WHAT TO DO
A. From the methods passage on glioma irradiation, list every time point at which a group of rats received the single 15-Gy x-ray dose.
B. Reproduce the stretch of the methods passage on glioma irradiation from "In order to observe" through "by real-time RT-PCR.".
C. According to the methods passage on glioma irradiation, how long after irradiation were the rats killed?

In order to determine the effects of irradiation on glioma and normal tissue when Per1 and Per2 mRNA levels were high and low, tumor-bearing rats (n = 60) were randomized into six groups, and 10 rats were administered a single 15-Gy dose of x-rays (Varian 2100C/D, USA) at each of the following time points: ZT4, ZT8, ZT12, ZT16, ZT20, ZT24. At 6 h after irradiation [7, 13], rats were killed by anesthesia (100 mg/kg) and perfused with 4% paraformaldehyde. The brains were fixed overnight in 10% phosphate-buffered formalin (PBF), rinsed in 70% ethanol, and paraffin-embedded.

In order to observe the expression of Per1 and Per2 mRNA in glioma and normal tissue after irradiation, tumor-bearing rats (n = 40) were randomized into four groups and subjected to 15 Gy of radiation at times when Per1 and Per2 mRNA levels were high and low. The tumor tissue and contralateral normal tissue were rapidly removed and frozen in liquid nitrogen. This tissue was used for quantification of Per1 and Per2 mRNA by real-time RT-PCR.

Real-time RT-PCR

Total RNA from glioma and normal tissues was extracted using Trizol reagent (Invitrogen, catalog no. 15596026). RNA (2 μg) was reverse-transcribed into cDNA using the cDNA synthesis kit (Invitrogen, catalog no. 11917020) following the manufacturer's instructions. PCR primers for rat Per (rPer) used in this study were as follows: rPer1 sense, 5-GGTCACGGAGTCATCCAATCA-3; rPer1 antisense, 5-ATCCCGAACCAGACCCAGAG-3; rPer2 sense, 5-GTGAAAGTGAGGAGAAAGGCAACC-3; rPer2 antisense, 5-CACCTCTTCCGAGCACCGTC TA-3; β-actin sense, 5-CCCATCTATGAGGGTTACGC-3; β-actin antisense, 5-TTTAATGTCACGCACGATTTC-3. In each set of six samples run in parallel, one sample was used to run a calibration reaction. Relative expression of Per1 and Per2 mRNA levels was determined using the relative quantification method and 2−ΔΔCt analysis [14].

Cell proliferation analysis

We measured cell proliferation in glioma and normal tissue by determining levels of proliferating cell nuclear antigen (PCNA). Sections (4 μm) of paraffin-embedded tissue were labelled with mouse monoclonal antibodies against PCNA (1:100 dilution, Boster, catalog no. BM0104, Wuhan, China). After blocking the tissue with goat serum to reduce any non-specific binding to the conjugated second antibody, the samples were incubated overnight at 4°C with primary antibodies. After three washes with phosphate-buffered saline (PBS, pH 7.2), a secondary antibody kit (Bioss, catalog no. SP-0024, Beijing, China) was used according to the manufacturer's instructions. Immunostaining was performed with diaminobenzidine (DAB). Slides were counterstained with hematoxylin for 3 min, dehydrated through a graded series of ethanol solutions, placed into xylene for 5 min, and coverslipped. As a negative control, primary antibody was replaced with PBS. Slides were examined by light microscopy (Olympus BX-61).

INFORMATION GIVEN
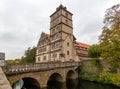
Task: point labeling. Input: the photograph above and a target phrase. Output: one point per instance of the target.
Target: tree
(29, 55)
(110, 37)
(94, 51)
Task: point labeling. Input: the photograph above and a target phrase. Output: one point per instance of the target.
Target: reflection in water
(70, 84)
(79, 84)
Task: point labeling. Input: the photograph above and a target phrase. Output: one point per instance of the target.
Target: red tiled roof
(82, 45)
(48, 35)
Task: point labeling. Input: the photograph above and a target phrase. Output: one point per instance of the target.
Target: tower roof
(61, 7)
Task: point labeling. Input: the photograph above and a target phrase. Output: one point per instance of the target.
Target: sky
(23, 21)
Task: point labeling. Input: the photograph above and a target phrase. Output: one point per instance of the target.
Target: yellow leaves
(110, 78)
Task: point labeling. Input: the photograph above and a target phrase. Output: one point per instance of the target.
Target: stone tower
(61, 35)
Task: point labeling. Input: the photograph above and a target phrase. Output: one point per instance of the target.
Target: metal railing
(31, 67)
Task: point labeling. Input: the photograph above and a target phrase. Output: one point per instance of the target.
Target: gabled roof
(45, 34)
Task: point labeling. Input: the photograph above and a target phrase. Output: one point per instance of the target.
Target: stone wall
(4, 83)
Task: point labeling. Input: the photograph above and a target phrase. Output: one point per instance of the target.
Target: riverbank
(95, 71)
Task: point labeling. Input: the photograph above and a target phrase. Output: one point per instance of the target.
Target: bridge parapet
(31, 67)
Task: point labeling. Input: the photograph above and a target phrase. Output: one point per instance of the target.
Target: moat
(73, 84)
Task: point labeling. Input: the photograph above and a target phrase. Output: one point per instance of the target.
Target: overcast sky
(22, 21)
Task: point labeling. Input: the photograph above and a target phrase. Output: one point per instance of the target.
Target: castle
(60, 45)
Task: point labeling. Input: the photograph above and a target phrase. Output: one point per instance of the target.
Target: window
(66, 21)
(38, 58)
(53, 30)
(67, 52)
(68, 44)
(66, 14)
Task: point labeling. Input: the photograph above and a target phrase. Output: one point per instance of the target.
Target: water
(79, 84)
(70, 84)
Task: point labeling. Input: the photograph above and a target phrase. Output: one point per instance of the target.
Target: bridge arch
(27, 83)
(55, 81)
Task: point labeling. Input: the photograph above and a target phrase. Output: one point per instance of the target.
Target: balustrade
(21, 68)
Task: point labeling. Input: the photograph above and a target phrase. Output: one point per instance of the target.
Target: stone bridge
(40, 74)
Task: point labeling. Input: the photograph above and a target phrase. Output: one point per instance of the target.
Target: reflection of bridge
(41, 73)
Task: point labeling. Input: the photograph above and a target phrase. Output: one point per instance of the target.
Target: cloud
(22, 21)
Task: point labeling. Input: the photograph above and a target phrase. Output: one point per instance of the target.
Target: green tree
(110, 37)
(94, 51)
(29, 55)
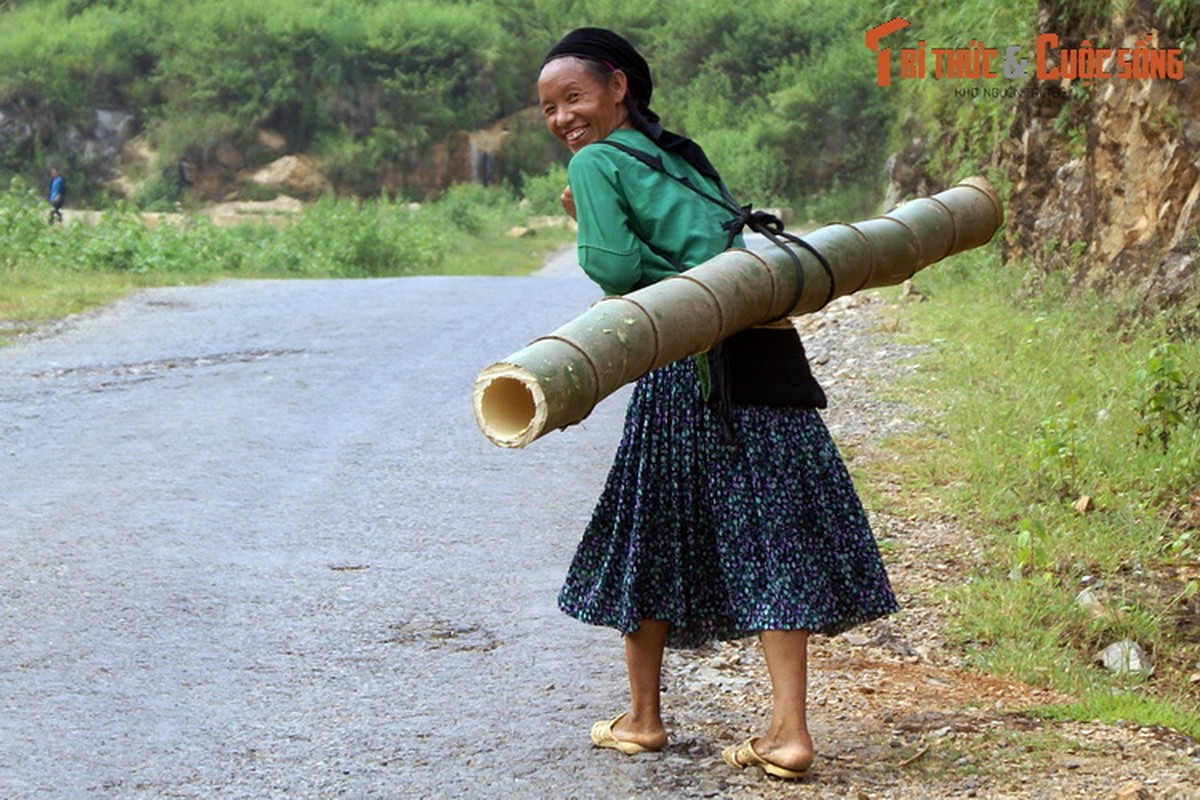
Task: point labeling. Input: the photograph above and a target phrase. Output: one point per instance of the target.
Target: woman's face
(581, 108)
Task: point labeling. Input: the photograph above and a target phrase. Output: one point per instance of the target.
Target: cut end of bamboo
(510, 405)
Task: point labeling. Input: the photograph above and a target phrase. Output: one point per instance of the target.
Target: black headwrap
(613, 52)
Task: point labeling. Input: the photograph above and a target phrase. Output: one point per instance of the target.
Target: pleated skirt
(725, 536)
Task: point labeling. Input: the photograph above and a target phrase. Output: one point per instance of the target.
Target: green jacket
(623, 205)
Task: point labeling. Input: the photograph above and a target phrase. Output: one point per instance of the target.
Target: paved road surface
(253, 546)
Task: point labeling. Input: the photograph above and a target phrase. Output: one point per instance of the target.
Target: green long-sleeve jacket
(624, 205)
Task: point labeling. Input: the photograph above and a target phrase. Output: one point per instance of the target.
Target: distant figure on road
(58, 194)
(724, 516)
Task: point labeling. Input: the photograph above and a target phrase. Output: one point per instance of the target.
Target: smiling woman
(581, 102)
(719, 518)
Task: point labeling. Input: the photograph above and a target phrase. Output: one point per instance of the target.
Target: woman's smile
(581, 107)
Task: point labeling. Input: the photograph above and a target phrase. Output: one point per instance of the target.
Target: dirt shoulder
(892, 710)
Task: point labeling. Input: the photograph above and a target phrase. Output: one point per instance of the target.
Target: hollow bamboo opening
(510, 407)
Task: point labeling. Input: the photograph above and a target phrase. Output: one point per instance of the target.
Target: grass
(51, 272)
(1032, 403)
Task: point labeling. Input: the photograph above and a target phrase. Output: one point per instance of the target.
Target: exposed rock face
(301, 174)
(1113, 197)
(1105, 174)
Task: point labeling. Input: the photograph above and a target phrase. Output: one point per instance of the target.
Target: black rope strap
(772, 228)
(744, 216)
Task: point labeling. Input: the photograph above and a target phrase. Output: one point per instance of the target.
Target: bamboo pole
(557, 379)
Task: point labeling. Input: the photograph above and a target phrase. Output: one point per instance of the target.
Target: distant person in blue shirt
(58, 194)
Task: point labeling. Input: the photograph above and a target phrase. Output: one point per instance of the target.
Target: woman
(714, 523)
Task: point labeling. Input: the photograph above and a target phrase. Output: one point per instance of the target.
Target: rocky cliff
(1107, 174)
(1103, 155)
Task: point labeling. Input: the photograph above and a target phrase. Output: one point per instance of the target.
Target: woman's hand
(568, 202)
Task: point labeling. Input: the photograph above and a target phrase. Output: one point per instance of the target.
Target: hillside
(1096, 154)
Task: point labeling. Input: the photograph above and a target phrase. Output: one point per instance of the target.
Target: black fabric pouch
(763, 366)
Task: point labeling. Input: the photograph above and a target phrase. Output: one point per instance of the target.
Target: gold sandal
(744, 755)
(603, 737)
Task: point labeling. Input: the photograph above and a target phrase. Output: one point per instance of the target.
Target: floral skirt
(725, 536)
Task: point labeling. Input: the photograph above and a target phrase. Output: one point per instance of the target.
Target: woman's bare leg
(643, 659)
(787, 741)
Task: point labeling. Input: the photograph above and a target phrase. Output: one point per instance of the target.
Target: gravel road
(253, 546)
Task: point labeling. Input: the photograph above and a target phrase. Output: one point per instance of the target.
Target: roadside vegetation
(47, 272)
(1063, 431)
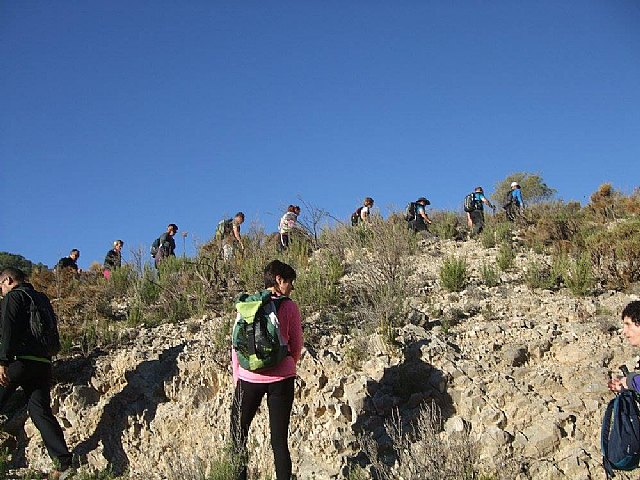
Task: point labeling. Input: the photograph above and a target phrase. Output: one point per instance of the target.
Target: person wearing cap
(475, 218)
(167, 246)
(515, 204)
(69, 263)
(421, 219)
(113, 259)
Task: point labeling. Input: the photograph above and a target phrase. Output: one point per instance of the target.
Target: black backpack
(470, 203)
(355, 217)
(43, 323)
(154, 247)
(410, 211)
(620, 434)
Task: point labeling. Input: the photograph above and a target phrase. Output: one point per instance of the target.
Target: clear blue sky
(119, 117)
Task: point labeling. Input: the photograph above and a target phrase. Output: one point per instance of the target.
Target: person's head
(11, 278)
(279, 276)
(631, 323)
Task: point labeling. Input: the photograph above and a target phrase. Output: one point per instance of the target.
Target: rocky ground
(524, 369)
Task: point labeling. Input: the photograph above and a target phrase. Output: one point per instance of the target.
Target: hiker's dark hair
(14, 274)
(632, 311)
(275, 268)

SOLUTIONS FOR EACH TASK
A. ZT4, ZT8, ZT12, ZT16, ZT20, ZT24

B.
In order to observe the expression of Per1 and Per2 mRNA in glioma and normal tissue after irradiation, tumor-bearing rats (n = 40) were randomized into four groups and subjected to 15 Gy of radiation at times when Per1 and Per2 mRNA levels were high and low. The tumor tissue and contralateral normal tissue were rapidly removed and frozen in liquid nitrogen. This tissue was used for quantification of Per1 and Per2 mRNA by real-time RT-PCR.

C. 6 h after irradiation.